WHAT YOU SHOULD DO: Output nothing but the lines from the first line of the entries to the line with "point: horse's hoof", inclusive, exactly as they read.

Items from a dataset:
========================================
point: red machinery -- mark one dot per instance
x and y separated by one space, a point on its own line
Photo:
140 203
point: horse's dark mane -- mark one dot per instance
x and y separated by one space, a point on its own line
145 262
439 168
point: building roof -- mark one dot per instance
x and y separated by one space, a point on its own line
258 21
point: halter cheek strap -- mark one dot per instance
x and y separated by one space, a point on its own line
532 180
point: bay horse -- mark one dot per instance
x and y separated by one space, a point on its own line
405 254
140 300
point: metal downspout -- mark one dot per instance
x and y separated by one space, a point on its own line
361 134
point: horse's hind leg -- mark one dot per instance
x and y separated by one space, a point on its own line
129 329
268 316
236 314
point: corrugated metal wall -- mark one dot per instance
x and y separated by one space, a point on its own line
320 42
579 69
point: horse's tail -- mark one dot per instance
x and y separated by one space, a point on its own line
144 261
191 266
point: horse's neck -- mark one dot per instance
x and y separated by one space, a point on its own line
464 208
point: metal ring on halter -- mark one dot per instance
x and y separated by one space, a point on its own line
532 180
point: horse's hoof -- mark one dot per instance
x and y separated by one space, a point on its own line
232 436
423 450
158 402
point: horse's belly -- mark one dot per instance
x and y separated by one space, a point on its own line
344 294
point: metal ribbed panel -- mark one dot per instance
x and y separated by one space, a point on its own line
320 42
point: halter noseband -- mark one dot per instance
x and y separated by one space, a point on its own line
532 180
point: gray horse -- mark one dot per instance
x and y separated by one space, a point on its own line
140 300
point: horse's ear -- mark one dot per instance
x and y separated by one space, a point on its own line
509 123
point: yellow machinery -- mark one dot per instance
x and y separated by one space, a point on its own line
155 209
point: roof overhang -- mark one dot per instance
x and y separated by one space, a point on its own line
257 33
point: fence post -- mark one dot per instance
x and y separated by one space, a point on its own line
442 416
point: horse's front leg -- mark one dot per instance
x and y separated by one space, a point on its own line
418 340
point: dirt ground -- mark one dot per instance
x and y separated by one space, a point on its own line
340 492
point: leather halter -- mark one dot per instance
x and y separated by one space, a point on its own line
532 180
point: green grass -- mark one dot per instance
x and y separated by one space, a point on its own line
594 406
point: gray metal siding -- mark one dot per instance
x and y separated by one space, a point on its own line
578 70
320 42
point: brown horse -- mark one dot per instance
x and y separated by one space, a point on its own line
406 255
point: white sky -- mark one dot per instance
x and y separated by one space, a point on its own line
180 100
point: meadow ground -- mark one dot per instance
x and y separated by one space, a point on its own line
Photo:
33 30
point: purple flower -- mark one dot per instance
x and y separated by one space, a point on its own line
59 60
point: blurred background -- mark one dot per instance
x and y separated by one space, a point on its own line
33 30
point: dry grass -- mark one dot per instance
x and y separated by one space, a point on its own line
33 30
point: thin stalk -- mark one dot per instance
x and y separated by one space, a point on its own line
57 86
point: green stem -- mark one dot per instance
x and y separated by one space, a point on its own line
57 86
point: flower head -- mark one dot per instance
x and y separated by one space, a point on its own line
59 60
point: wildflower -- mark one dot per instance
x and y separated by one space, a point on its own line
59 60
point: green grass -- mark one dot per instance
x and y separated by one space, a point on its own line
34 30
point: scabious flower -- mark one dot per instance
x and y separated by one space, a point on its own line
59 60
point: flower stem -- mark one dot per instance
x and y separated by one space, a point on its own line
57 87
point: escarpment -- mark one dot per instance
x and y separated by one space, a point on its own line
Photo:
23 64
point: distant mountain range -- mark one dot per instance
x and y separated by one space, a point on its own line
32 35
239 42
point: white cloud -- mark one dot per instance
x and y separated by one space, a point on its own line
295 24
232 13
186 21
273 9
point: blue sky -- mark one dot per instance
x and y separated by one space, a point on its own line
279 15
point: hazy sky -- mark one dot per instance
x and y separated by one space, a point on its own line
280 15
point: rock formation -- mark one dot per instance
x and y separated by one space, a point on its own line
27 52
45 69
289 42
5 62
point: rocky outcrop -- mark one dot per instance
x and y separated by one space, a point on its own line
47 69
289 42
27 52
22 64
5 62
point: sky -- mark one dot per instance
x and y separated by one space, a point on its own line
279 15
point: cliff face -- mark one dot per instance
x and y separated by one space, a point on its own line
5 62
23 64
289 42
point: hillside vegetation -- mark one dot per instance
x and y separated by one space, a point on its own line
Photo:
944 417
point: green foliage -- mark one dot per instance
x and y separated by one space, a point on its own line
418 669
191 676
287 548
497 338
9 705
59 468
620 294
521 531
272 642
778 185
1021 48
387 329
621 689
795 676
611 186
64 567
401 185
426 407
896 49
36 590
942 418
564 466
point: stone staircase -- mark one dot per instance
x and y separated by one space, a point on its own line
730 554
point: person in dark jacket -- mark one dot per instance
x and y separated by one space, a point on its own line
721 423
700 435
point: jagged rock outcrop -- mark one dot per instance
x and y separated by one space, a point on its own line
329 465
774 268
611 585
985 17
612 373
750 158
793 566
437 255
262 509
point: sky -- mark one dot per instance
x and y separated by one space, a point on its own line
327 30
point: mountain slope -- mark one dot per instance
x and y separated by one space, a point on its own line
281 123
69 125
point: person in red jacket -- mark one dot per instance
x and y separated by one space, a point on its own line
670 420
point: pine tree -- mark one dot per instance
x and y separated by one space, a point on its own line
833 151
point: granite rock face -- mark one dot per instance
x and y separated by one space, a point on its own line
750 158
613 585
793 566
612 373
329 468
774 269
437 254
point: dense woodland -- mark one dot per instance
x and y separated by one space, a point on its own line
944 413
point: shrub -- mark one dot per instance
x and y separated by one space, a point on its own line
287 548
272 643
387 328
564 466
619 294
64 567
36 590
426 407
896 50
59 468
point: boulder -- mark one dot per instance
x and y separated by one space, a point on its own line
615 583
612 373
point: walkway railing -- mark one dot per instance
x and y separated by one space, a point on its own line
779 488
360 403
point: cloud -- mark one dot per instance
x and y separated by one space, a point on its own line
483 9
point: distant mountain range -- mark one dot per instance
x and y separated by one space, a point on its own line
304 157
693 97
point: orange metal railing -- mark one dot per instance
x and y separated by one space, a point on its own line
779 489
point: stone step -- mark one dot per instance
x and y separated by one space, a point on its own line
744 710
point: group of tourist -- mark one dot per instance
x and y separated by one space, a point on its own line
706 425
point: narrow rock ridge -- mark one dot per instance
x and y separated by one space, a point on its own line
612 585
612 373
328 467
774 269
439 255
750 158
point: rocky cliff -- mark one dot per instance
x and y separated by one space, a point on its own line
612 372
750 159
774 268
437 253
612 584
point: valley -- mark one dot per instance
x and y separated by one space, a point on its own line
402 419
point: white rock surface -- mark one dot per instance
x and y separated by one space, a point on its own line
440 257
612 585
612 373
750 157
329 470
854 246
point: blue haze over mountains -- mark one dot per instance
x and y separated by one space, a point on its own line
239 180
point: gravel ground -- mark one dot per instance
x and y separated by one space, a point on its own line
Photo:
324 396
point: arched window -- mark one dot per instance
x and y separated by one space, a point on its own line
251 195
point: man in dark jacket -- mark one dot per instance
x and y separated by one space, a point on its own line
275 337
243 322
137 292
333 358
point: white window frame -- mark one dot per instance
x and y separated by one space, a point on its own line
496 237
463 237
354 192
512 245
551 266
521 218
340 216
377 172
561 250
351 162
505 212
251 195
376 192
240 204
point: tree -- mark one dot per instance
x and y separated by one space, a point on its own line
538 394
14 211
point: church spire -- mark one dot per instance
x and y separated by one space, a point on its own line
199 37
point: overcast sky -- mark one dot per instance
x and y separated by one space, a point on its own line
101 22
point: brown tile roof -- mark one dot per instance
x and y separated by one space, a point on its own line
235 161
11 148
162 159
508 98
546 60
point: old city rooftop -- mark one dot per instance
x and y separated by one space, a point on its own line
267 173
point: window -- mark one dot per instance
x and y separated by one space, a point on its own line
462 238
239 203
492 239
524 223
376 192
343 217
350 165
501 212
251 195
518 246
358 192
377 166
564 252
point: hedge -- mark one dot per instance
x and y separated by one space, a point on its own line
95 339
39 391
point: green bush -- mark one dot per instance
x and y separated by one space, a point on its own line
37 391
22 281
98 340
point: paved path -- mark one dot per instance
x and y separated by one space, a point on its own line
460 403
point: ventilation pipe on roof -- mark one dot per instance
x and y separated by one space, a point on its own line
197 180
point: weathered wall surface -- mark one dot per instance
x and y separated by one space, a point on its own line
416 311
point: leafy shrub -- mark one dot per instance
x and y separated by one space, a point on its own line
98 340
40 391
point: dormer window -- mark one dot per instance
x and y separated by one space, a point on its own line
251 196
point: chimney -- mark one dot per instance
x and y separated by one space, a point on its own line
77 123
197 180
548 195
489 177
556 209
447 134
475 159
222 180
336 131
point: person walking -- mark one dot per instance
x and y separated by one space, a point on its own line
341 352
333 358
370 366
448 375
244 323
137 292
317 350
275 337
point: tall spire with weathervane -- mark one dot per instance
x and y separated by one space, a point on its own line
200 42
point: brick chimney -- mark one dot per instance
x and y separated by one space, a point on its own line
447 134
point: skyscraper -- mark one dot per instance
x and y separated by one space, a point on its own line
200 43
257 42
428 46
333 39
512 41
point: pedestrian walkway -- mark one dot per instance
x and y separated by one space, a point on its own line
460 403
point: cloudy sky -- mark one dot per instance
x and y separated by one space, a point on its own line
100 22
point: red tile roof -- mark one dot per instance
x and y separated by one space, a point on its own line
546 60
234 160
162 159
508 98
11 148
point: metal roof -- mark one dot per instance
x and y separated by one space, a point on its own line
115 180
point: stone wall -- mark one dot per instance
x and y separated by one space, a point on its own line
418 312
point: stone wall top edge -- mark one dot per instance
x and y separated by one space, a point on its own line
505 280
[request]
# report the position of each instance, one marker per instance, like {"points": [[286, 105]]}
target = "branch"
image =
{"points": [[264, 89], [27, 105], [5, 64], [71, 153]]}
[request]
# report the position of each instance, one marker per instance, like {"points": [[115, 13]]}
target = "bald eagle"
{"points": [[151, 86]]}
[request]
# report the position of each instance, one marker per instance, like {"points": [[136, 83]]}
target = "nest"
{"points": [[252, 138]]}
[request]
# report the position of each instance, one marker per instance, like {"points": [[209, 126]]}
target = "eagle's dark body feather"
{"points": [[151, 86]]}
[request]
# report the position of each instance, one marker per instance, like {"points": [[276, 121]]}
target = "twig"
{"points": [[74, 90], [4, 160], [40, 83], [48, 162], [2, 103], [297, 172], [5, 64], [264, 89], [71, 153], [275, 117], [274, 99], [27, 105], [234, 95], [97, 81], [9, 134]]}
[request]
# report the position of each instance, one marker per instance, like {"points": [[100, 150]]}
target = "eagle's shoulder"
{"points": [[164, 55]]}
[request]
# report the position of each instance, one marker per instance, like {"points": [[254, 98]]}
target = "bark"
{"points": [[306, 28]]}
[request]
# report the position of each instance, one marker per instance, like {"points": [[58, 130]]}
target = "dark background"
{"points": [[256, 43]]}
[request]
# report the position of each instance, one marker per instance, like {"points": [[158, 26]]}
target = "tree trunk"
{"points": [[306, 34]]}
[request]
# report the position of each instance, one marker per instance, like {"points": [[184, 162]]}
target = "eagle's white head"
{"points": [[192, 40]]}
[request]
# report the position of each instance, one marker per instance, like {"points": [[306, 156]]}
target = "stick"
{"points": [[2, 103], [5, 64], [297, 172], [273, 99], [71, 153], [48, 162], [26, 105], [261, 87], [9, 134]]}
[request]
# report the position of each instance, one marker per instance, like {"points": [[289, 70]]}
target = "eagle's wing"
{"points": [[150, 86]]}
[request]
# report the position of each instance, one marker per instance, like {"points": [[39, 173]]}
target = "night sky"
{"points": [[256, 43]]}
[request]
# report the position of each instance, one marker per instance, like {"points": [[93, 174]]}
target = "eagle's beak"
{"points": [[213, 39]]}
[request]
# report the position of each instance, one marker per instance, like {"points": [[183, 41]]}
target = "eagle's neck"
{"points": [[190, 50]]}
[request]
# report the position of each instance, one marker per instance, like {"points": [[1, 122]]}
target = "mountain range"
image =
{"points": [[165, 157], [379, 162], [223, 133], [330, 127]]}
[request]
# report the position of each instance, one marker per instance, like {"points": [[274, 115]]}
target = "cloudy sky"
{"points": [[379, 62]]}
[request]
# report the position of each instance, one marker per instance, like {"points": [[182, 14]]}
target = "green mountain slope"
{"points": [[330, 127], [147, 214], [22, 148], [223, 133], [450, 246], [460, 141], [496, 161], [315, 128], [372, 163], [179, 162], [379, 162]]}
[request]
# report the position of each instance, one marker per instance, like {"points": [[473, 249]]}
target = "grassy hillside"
========================================
OUTPUT OF THE TASK:
point: red machinery -- mark one dot per instance
x and y separated by one space, a point on its own line
Photo:
140 203
point: horse's dark mane -- mark one dot per instance
x and y separated by one space, a point on its own line
145 262
439 168
point: building roof -- mark one dot per instance
x and y separated by one space, a point on its own line
258 21
point: halter cheek strap -- mark one dot per instance
x and y separated by one space, a point on its own line
532 180
point: bay horse -- mark one dot per instance
x and y separated by one space, a point on its own line
405 254
140 300
point: metal downspout -- mark one dot per instance
x and y separated by one space, a point on its own line
361 134
point: horse's hind leg -- mark one dot per instance
x and y separated by one space, a point on its own line
129 329
268 316
236 314
point: corrugated metal wall -- mark one dot per instance
x and y separated by one space, a point on its own line
320 42
579 69
point: horse's tail -- mark one dot per instance
x and y separated by one space, a point on its own line
144 261
191 266
point: horse's neck -- mark one dot per instance
x and y separated by one space, a point on its own line
464 208
point: metal ring on halter -- mark one dot per instance
x and y separated by one space, a point on its own line
532 180
point: horse's hoof -- mark one dot per instance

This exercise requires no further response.